> **Given exercise**
Could you quote, exactly as they stand, the lines running from the one with "of the bare" to the final line of the material?

> **Rows**
◇ ◇ ◇ ◇
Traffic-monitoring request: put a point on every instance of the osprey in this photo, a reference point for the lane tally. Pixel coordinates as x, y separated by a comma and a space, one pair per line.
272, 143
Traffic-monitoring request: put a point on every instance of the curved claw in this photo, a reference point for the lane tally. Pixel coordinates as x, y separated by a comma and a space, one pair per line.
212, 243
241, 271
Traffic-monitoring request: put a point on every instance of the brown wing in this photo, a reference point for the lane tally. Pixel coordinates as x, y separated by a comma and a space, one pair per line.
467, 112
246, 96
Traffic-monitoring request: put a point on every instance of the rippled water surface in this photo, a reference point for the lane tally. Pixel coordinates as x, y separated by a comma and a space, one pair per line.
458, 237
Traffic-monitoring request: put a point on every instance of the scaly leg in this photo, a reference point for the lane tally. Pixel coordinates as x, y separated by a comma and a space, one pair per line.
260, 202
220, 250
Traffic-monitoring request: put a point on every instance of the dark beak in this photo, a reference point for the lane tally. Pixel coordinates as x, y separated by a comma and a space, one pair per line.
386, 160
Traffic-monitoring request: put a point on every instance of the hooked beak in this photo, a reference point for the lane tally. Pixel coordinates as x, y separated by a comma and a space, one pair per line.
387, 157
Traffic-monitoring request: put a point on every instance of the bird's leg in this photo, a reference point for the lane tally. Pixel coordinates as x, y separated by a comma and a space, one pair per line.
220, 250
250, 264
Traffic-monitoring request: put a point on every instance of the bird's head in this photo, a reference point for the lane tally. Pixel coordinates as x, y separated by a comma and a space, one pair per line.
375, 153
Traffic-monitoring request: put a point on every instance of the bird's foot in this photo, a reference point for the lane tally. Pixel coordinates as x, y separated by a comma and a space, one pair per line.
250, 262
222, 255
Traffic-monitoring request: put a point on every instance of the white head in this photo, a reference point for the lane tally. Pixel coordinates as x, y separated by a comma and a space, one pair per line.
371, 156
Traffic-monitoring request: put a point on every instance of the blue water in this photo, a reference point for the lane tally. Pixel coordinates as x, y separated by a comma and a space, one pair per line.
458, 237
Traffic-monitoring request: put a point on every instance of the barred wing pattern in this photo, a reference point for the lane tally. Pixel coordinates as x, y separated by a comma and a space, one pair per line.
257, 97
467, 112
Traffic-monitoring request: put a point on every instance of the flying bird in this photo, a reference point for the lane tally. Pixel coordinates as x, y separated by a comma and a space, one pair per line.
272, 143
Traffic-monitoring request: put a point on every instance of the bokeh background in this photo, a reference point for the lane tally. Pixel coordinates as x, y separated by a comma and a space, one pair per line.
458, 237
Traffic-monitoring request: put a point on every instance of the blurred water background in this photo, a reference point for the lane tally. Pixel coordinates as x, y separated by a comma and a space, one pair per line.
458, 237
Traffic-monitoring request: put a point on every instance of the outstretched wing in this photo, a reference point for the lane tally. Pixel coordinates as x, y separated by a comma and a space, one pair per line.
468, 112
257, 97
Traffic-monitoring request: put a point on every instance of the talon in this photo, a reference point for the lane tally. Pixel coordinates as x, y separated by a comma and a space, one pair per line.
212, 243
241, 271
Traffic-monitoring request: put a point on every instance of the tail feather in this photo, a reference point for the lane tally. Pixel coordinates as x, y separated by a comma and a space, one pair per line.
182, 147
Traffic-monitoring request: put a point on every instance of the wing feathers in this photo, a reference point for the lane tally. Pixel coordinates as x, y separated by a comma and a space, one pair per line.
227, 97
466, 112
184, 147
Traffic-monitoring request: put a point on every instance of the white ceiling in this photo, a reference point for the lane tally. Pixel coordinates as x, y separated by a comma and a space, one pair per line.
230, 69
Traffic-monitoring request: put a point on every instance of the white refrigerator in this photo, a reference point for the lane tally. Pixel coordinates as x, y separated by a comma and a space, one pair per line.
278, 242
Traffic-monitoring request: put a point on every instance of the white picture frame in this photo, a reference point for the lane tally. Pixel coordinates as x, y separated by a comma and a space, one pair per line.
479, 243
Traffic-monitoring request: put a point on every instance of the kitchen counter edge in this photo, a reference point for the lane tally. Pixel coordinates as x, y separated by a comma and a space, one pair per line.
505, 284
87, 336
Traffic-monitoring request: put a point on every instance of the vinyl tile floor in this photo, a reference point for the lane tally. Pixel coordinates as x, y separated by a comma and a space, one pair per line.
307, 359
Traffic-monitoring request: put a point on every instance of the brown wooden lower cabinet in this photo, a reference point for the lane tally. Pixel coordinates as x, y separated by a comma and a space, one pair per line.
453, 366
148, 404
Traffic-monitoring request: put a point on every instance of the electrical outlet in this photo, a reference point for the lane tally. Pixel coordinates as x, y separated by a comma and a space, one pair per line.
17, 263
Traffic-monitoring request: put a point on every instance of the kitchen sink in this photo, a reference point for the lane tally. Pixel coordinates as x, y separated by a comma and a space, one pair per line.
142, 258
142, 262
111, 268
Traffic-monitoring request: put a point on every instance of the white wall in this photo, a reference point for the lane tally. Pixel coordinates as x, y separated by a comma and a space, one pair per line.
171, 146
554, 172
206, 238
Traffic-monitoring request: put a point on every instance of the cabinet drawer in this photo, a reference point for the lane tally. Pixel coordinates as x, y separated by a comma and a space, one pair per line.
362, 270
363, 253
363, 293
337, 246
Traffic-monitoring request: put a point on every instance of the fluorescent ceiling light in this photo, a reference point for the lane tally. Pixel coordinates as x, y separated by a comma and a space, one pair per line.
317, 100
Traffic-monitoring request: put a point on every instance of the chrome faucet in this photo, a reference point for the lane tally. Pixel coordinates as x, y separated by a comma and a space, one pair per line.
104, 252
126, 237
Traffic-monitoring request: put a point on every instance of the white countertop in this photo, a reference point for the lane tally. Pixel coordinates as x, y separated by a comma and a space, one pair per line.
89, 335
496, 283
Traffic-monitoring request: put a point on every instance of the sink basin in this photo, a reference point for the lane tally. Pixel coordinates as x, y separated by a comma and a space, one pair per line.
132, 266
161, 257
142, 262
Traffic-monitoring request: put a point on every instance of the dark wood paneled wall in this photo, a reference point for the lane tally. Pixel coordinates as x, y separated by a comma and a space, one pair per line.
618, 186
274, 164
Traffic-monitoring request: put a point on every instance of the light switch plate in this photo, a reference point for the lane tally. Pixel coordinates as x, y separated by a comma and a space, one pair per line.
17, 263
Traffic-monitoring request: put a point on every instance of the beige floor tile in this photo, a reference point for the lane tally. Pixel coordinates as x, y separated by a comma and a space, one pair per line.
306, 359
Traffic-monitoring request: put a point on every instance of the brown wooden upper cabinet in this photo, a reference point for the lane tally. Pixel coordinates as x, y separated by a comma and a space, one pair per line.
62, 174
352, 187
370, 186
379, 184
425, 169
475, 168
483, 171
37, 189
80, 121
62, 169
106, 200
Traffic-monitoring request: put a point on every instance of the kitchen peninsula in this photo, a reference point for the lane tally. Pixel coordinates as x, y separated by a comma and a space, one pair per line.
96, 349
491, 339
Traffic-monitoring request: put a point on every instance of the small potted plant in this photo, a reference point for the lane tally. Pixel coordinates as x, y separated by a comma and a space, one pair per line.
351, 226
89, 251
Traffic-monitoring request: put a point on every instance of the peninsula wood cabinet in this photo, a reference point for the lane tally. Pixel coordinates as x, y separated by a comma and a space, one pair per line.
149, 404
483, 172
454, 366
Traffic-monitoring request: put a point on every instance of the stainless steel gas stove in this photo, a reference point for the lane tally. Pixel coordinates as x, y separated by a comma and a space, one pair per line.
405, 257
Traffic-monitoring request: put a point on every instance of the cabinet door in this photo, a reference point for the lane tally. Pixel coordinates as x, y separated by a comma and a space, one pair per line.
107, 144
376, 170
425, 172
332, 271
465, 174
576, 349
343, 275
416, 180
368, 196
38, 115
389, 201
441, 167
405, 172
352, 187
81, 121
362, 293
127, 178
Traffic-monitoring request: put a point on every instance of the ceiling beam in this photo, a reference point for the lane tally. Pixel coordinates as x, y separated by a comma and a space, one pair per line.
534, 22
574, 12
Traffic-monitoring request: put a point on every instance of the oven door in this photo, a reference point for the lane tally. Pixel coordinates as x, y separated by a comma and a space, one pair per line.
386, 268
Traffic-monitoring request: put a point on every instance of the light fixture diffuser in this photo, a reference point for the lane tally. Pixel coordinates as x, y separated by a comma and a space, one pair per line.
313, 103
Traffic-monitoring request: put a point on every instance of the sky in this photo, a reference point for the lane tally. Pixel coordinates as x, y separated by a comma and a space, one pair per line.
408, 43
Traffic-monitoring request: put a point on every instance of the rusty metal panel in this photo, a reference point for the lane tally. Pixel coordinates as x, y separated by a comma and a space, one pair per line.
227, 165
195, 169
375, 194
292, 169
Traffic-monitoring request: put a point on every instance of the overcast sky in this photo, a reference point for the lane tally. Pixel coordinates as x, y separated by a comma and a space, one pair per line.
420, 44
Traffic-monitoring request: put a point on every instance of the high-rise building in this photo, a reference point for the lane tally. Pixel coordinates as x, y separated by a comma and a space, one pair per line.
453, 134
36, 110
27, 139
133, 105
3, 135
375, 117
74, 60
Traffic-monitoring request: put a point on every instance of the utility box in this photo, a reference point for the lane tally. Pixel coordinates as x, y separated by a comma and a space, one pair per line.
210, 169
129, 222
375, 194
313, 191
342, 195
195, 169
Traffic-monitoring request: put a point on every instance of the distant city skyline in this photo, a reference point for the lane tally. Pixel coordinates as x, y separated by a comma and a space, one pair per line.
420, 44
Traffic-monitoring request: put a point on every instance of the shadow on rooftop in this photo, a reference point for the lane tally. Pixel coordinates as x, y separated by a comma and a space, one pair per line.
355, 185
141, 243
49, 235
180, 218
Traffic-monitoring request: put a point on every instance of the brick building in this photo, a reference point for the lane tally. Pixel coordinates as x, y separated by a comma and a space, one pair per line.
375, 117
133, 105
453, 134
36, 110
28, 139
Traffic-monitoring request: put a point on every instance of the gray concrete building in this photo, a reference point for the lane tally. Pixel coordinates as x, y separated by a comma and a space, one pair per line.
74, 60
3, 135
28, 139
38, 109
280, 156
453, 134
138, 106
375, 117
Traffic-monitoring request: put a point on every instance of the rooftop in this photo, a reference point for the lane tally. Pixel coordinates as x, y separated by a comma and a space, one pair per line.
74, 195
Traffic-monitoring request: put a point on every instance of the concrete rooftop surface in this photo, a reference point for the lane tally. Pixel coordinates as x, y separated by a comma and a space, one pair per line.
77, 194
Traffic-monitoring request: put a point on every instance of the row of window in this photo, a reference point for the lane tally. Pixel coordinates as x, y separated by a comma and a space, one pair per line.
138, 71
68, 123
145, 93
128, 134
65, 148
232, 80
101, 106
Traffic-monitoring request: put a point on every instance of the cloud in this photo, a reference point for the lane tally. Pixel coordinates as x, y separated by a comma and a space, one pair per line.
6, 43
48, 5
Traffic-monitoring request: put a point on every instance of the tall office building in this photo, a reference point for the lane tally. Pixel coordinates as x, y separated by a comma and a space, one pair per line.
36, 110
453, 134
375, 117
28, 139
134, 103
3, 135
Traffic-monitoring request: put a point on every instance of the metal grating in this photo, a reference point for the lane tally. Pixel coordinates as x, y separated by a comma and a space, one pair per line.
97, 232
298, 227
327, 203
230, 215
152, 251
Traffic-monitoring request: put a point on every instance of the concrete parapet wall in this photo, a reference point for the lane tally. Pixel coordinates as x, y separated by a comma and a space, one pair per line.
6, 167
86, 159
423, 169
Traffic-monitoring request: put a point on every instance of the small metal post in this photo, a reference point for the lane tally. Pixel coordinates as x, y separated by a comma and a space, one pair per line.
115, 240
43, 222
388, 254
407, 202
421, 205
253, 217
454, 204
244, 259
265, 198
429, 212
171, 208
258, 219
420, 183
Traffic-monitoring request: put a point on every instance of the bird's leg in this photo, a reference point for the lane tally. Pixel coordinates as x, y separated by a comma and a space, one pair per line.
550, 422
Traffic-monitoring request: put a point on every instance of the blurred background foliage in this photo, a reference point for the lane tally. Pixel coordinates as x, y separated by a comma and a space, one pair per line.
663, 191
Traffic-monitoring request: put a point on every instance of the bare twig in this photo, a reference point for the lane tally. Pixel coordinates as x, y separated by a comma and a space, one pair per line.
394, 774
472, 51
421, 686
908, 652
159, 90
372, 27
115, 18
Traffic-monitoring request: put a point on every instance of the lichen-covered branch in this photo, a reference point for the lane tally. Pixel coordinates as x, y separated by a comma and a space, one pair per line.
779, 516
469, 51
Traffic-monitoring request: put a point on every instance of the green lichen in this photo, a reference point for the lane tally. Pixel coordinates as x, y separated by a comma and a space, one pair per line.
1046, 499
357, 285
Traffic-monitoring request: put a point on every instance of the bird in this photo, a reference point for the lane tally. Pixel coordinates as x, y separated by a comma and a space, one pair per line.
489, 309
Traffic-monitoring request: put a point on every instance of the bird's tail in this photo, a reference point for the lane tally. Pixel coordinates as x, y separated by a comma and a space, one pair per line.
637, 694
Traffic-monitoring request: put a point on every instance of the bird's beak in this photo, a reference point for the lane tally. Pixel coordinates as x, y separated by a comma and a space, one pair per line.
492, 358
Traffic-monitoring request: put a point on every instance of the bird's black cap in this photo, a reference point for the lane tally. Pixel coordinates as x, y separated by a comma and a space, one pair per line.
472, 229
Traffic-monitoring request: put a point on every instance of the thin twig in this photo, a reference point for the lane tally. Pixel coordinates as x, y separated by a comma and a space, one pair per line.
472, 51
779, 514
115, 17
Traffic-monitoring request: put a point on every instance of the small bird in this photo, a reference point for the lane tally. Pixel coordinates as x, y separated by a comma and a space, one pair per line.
◇ ◇ ◇ ◇
> **Exercise solution**
Traffic-monitoring request: put a point on every instance of the bare twig in this photo, a reference point for the lane tally. Pixel coordinates as x, y separated by a comma and a space, one pair per line.
394, 774
472, 51
421, 686
908, 652
159, 90
372, 27
115, 18
Traffic-monitoring request: put a point on every instance of the lichen-covered branch in this photo, a reference point for the lane tally. Pixel coordinates as x, y separated by a comma and a space, one pair per line.
779, 516
469, 51
Traffic-monitoring request: put a point on every instance of the green lichen in this photo, a reference point for the lane tally. Pixel coordinates as x, y separated by a comma and a space, one pair per line.
1046, 499
357, 285
Traffic-monitoring request: put a point on every instance of the bird in this photo, a reference point for the lane tally. Pixel coordinates as x, y separated by a comma and a space, one pair per line.
489, 309
Traffic-monitoring request: put a point on every instance of the bird's tail in this photo, a reference point for the lane tally. Pixel coordinates as x, y separated by a comma and a space, one pair per line.
637, 694
Traffic-monitoring request: put a point on every instance of the bird's beak in this photo, a reference point for the lane tally. Pixel coordinates as x, y separated by a comma and a space, one pair per line.
492, 358
Traffic-monitoring request: put a point on every instance of the bird's black cap in this photo, a reference point for the lane tally. Pixel coordinates as x, y separated by a comma and a space, one pair per line.
472, 229
Traffic-monitoring request: put a point on every instance of the thin twig in this photo, a reference point for the lane tally. Pixel coordinates as x, y separated by a comma and a space, one pair per line.
472, 51
779, 514
115, 17
Traffic-monitoring request: put a point on every instance of the small bird in this photo, a reference point for the lane tally. Pixel coordinates as x, y separated by a comma and a space, one pair per line.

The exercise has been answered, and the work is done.